Task goal: Give back the entries verbatim.

Source records:
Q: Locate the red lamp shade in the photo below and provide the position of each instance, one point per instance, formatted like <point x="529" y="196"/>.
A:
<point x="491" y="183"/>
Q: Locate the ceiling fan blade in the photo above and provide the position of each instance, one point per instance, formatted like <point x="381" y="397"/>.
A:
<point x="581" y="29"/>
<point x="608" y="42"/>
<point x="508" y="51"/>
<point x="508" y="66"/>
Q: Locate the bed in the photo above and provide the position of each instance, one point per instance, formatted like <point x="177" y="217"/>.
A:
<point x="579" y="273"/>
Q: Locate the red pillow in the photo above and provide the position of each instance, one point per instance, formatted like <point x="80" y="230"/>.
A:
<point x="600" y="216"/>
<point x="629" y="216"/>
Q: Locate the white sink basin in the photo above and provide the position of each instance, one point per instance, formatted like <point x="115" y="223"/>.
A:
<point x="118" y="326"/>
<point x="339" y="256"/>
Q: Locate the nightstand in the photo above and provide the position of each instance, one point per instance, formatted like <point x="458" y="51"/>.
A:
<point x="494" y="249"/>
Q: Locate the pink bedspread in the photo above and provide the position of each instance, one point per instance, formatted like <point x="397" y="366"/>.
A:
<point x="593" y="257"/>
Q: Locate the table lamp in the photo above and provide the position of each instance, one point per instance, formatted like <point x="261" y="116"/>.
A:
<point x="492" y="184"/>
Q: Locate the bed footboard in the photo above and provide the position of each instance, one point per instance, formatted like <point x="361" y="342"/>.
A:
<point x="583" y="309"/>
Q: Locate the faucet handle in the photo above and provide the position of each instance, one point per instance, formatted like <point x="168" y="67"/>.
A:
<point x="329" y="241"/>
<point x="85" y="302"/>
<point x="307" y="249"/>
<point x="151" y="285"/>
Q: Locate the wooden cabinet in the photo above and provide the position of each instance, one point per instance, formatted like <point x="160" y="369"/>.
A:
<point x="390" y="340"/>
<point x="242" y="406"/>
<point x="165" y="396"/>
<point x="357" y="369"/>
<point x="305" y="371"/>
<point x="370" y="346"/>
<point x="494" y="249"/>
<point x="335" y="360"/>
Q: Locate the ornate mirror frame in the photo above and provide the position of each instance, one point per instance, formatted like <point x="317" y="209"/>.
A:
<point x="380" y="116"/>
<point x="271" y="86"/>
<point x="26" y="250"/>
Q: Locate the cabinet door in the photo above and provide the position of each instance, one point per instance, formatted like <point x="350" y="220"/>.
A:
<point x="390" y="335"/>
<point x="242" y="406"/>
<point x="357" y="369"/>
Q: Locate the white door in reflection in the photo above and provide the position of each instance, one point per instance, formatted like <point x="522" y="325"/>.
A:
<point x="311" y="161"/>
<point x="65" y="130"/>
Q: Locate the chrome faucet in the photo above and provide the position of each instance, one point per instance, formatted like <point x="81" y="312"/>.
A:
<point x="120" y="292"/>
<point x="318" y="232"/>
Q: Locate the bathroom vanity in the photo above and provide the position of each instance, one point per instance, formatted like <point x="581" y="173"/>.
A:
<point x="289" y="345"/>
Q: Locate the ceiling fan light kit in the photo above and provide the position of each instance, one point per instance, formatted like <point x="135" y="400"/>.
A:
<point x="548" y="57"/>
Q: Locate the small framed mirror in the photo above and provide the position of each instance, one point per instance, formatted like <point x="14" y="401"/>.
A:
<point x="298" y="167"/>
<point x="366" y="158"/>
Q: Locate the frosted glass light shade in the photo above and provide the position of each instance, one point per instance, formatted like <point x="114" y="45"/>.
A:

Exercise response:
Q: Locate the red lamp shade in the photo below and provide the position of each instance, one point per instance, formatted like <point x="529" y="196"/>.
A:
<point x="491" y="183"/>
Q: Locate the ceiling fan blade in the photo above and provide the position of each instance, one point per instance, formatted like <point x="381" y="397"/>.
A:
<point x="581" y="29"/>
<point x="608" y="42"/>
<point x="508" y="51"/>
<point x="508" y="66"/>
Q: Locate the bed in the photo above and provide the position of each instance, one point per instance, formatted like <point x="177" y="217"/>.
A:
<point x="579" y="273"/>
Q: Locate the red pillow in the photo above and provide the position of each instance, one point per instance, formatted like <point x="80" y="230"/>.
A:
<point x="600" y="216"/>
<point x="629" y="216"/>
Q: Locate the white sink basin in the photo above and provide the position of each instance, one point per instance, formatted like <point x="115" y="223"/>.
A:
<point x="118" y="326"/>
<point x="339" y="256"/>
Q: Locate the nightstand in the photo above and provide the position of each instance, one point per instance, formatted like <point x="458" y="51"/>.
A:
<point x="494" y="249"/>
Q: Locate the pink bedspread in the photo above and provide the position of each instance, one point per instance, formatted like <point x="397" y="366"/>.
A:
<point x="593" y="257"/>
Q: Locate the table lamp in the photo above and provide the position of each instance, one point per instance, formatted like <point x="261" y="116"/>.
A:
<point x="492" y="184"/>
Q: Locate the bed footboard in the photo above and provide the position of each instance, one point per instance, formatted like <point x="361" y="342"/>.
A:
<point x="583" y="309"/>
Q: Locate the faucet handle in the photo above and provide the position of each instance, one point per instance, formatted like <point x="168" y="67"/>.
A:
<point x="329" y="241"/>
<point x="85" y="302"/>
<point x="307" y="249"/>
<point x="151" y="285"/>
Q: Locate the wooden cabinet in the photo above and provide the position of each instance, one point per instance, formatted like <point x="160" y="369"/>.
A:
<point x="390" y="340"/>
<point x="242" y="406"/>
<point x="165" y="396"/>
<point x="357" y="369"/>
<point x="305" y="371"/>
<point x="370" y="346"/>
<point x="494" y="249"/>
<point x="335" y="360"/>
Q: Locate the ornate mirror frame in the photo above and provide the position of each instance, one point per instance, formatted like <point x="317" y="209"/>.
A:
<point x="380" y="116"/>
<point x="271" y="86"/>
<point x="26" y="250"/>
Q: Locate the cabinet door in the photo above and provide the position of each instance, one point per instance, formatted like <point x="350" y="220"/>.
A:
<point x="390" y="335"/>
<point x="242" y="406"/>
<point x="357" y="369"/>
Q: Locate the white door in reflection in the photo above and provide the position of each instance, one point per instance, formatted like <point x="522" y="325"/>.
A:
<point x="311" y="161"/>
<point x="65" y="130"/>
Q: Locate the chrome faucet in the photo above and provide the position of each instance, one point per instance, formatted like <point x="81" y="312"/>.
A:
<point x="120" y="292"/>
<point x="318" y="232"/>
Q: Locate the bathroom vanity in the photo above and provide the position of each instance, one point per instance, formatted like <point x="581" y="173"/>.
A:
<point x="289" y="345"/>
Q: Locate the ceiling fan light kit in the photo above and provide the position of each instance, one point per instance, formatted like <point x="135" y="400"/>.
A:
<point x="548" y="57"/>
Q: Locate the small framed mirror in the photo above and provide the position of each instance, one point per instance, formatted like <point x="14" y="401"/>.
A:
<point x="298" y="167"/>
<point x="366" y="158"/>
Q: Locate the frosted glass light shade in the photo above and provide the position of each instance, one point per instance, formatted like <point x="114" y="45"/>.
A:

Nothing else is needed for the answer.